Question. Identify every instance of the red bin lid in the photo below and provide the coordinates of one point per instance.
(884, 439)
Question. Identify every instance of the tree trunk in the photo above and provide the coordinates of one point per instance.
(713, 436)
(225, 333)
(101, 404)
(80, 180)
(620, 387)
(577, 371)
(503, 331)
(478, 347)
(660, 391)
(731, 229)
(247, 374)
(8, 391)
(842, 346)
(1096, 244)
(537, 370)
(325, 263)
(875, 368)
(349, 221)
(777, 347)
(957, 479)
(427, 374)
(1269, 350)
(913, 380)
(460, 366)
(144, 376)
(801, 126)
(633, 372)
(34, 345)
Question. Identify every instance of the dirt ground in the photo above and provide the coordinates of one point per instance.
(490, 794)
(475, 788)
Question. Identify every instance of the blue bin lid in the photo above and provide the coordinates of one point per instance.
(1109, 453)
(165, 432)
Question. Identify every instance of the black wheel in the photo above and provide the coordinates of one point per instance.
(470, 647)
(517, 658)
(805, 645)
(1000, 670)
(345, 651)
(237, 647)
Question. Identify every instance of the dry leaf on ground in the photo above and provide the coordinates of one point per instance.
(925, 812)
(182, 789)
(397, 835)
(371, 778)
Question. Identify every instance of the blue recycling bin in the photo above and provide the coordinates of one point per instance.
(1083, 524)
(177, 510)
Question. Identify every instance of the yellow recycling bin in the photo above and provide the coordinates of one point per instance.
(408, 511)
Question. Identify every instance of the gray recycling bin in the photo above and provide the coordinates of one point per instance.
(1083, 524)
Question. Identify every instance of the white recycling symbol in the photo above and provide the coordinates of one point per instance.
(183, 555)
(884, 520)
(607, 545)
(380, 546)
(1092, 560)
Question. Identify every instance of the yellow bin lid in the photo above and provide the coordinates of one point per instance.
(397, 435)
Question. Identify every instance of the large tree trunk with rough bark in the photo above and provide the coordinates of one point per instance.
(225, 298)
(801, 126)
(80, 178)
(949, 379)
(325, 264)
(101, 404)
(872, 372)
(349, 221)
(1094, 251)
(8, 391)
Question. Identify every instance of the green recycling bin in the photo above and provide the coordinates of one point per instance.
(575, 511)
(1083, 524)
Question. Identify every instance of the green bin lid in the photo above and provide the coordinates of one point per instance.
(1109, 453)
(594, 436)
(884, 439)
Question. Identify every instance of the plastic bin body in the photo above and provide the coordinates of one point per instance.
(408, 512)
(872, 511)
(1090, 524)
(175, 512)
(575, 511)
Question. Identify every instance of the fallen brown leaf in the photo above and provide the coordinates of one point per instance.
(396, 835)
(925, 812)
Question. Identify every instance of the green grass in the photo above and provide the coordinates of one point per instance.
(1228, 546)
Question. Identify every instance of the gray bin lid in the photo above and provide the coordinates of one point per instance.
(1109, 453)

_ _ _ _

◆ **Direction**:
Give the complete listing a second time, exactly as it reads.

◆ **Answer to the exercise**:
Question. Identify every instance of the red bin lid in the photo below and provide the coordinates of one point per instance.
(884, 439)
Question. Identify every instance of the tree trunk in the photo above and provide the coordinates of one point per instance.
(713, 436)
(225, 333)
(101, 404)
(80, 180)
(620, 387)
(577, 371)
(503, 331)
(478, 347)
(660, 391)
(731, 229)
(247, 374)
(8, 391)
(842, 346)
(1096, 244)
(537, 370)
(325, 263)
(875, 368)
(349, 221)
(777, 347)
(957, 479)
(427, 374)
(1269, 350)
(913, 380)
(460, 366)
(144, 376)
(801, 126)
(633, 372)
(34, 345)
Question. Identify every instance of the dirt ground in the photo above and provide the coordinates of one point per instance.
(490, 794)
(475, 788)
Question. Identify every instance of the blue bin lid in the photo above and provide the coordinates of one point per instance.
(1109, 453)
(165, 432)
Question. Identify every instance of the black wheel in the photo above and provide the coordinates of one point per instance.
(470, 647)
(517, 658)
(805, 645)
(1000, 670)
(345, 651)
(237, 647)
Question. Identify every instance of the dry leaf on ground in the photo above and provide the coordinates of one point per instance.
(925, 812)
(182, 789)
(397, 835)
(371, 778)
Question. Identify every instance of the blue recycling bin in the photo above and provide the coordinates of one point per instance.
(1083, 524)
(177, 510)
Question. Identify every instance of the yellow recycling bin in the photo above and provide the coordinates of one point per instance.
(408, 511)
Question. Identify every instance of the gray recycling bin in the photo above and provide the coordinates of one point per instance.
(1083, 524)
Question. Identify every instance of the white recycling symbol in the photo above and provide the coordinates of one point per instance.
(183, 555)
(884, 520)
(607, 545)
(380, 546)
(1092, 560)
Question. Identify every instance of the yellow bin lid in the photo above and provide the coordinates of one point per instance.
(397, 435)
Question. Identify every instance of the large tree trunk with rough bark in the photo above and provide the coordinates of one point per instance.
(225, 298)
(801, 126)
(80, 178)
(949, 379)
(325, 264)
(101, 404)
(872, 372)
(349, 221)
(1094, 251)
(8, 391)
Question. Identify every instance of the green recycling bin in the photo above and provide the coordinates of one point per instance.
(575, 511)
(1083, 524)
Question. Identify every instance of the green bin lid in the photo above and provide the coordinates of one point per instance.
(1109, 453)
(594, 436)
(884, 439)
Question. Identify every instance of the plastic bin body in the photo above and provide the coordinates of one point per instance.
(408, 512)
(872, 511)
(1090, 524)
(175, 512)
(575, 511)
Question. Identify every instance of the fallen brown leaf in the photo above and provide the coordinates of one point per instance.
(396, 835)
(925, 812)
Question. Identify every instance of the green grass in the photo above and provide the coordinates of one point per instance.
(1228, 546)
Question. Identify every instance of the gray bin lid in the photo above and provide the coordinates of one point per instance.
(1109, 453)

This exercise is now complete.